Exercise set.
1. Using only the live interval spilling post, say whether each statement agrees with it: (a) the allocator was designed with iterative spilling in mind; (b) the small pieces of a spilled interval get infinite spill weight; (c) live interval splitting started being introduced after 2.1. Answer each with yes or no and quote the words of the post that decide it.
2. Rewrite the part of the live interval spilling post that opens with the words "On Feb 15, 2008, at" and closes with "I can follow.", replacing "reload" with "restore".

[LLVMdev] LiveInterval spilling (was LiveInterval Splitting & SubRegisters)

Evan Cheng evan.cheng at apple.com
Fri Feb 15 15:56:32 PST 2008


This is how the allocator was originally designed. Basically spilling  
a live interval is simply to split it many smaller pieces, one per  
define and use. Therefore, the allocator must guarantee every little  
piece is assigned a register right away to prevent further spilling  
(this is ensured by assigning them infinite spill weight). It is not  
designed with iterative spilling in mind.

Obviously this approach can sometimes cause performance issue. That's  
why we are starting to introduce live interval splitting after 2.1 and  
you can expect more changes along the line in the not too distant  
future.

Evan

On Feb 15, 2008, at 3:13 PM, Roman Levenstein wrote:

> Hi Fernando,
>
> --- Fernando Magno Quintao Pereira <fernando at cs.ucla.edu> wrote:
>>
>> Hi, Roman,
>>
>>     maybe I can try to answer this. I think that all boils down to
>> having  register to reload spilled values.
>
> Ok. That I can follow.
>
>> Once a register is spilled, its live  range is split into smaller
>> pieces. These pieces most be contained into registers, and it is the
>> task of the allocator to find  these registers.
>
> I'm not quite sure about the last statement. See below.
>
>> Imagine that you have something like:
>>
>> Before           After
>> allocation:      allocation:
>> a := 1           a(R1) := 1 // a is assigned to R1
>>   |              // store R1 into M1
>>   |
>>   |              // 'a' is spilled into stack slot M1
>>   |
>>   |              // assign 'a' to R2, and load M1 into R2
>> b := a           b(Rx) := a(R2)

Information shown.
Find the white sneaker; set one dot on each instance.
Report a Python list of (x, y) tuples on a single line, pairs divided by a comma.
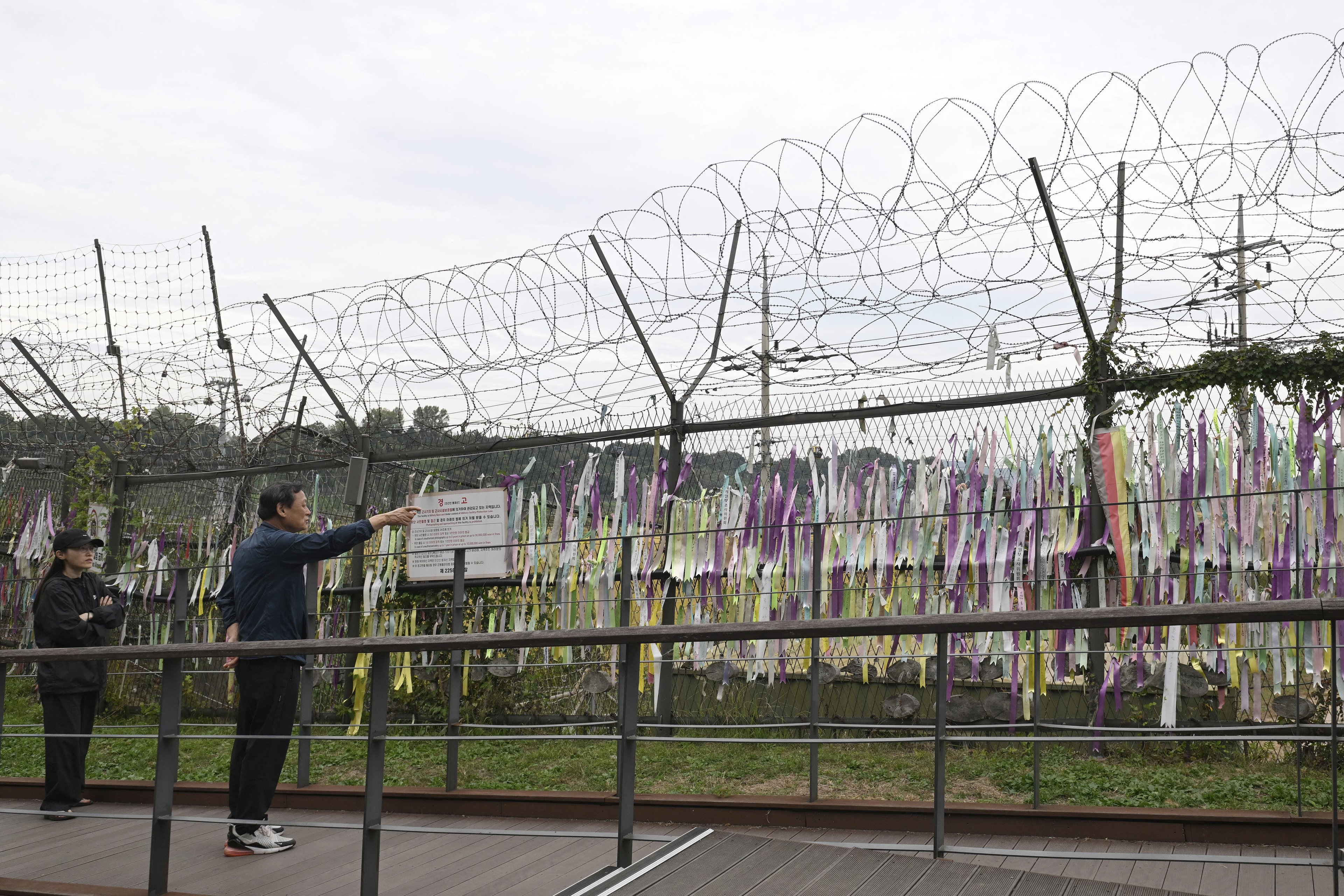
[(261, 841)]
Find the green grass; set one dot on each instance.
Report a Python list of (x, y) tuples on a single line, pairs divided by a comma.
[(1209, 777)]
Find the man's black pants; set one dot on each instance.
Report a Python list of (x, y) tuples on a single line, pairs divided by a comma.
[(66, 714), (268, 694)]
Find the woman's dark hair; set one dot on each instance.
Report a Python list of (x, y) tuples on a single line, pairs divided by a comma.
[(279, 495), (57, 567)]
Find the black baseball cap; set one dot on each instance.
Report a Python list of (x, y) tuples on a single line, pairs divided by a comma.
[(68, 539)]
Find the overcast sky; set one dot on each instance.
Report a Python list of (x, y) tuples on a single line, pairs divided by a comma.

Answers to the exercises.
1.
(a) No: "It is not designed with iterative spilling in mind."
(b) Yes: "this is ensured by assigning them infinite spill weight"
(c) Yes: "we are starting to introduce live interval splitting after 2.1"

2.
On Feb 15, 2008, at 3:13 PM, Roman Levenstein wrote:

> Hi Fernando,
>
> --- Fernando Magno Quintao Pereira <fernando at cs.ucla.edu> wrote:
>>
>> Hi, Roman,
>>
>>     maybe I can try to answer this. I think that all boils down to
>> having  register to restore spilled values.
>
> Ok. That I can follow.